Page:
Tutorials for my new contractor


  • mod

    My junior-level contractor* prefers videos or hands-on examples over books and articles, and I'm very much a books and articles kind of person. Does anyone have any good resources I can link him to? Today, he needs to learn some basic Java OOP fundamentals asap, as he's quite confused about when to use extends vs implements and why I made the base class abstract** . I found some tutorials on codeacademy.com, are they any good as a resource?

    * He's a junior QA contractor, so he's roughly intern-level in the development department, but he's quite smart and seems to be absorbing new concepts as fast as I can throw them at him

    ** He made ALL his classes abstract, then got compiler errors and ran to me for help



  • @Yamikuronue said:

    extends vs inherits

    What language is this?


  • sockdevs

    @RaceProUK said:

    What language is this?

    looks like Java.

    one is for classes, the other for interfaces.... i think.

    it's been a while since i did java



  • In Java it's extends and implements



  • I last did Java a decade ago, but I'm pretty sure- oh, @hungrier got there first :smile:


  • mod

    It's Java. I was interrupted four times typing that post, my brain's a bit scattered


  • Impossible Mission Players - A

    @Yamikuronue said:

    extends vs implements

    Well, that would certainly have come in handy if the original programmer of the IRC chat client I cloned knew this.

    Half of the IrcUsers class was written like an extended class, and the rest like it implementsed it. (This class was, of course, a List<IrcUser>). Literally a full week of me fiddling with stuff on my side before I decided to check on that code (since it wasn't mine, I assumed it would have been a bit more sane). I saw... some kind of light. Not sure if it was a good one, but it came one in any case...

Data excerpts:

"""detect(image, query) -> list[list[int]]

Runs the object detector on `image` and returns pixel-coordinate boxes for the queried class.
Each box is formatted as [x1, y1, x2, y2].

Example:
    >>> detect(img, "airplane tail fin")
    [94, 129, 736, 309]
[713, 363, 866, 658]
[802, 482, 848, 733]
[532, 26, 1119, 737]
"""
--
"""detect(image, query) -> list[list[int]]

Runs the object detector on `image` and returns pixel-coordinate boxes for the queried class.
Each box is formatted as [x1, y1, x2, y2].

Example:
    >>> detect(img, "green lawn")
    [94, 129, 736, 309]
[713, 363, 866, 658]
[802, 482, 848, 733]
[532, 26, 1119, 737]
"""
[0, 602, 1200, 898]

Challenges:
• A. From the forum thread, echo the passage starting at "extends vs inherits" and ending at "interfaces.... i think.".
• B. Answer these questions from the forum thread:
(i) On which website did the original poster find some tutorials?
(ii) Which of his classes did the contractor make abstract?
(iii) How long did the last poster spend fiddling on their side before checking the IrcUsers code?

Response list:
• A.
extends vs inherits

    What language is this?


  • sockdevs

    @RaceProUK said:

    What language is this?

    looks like Java.

    one is for classes, the other for interfaces.... i think.

• B.
(i) codeacademy.com
(ii) All of them
(iii) A full week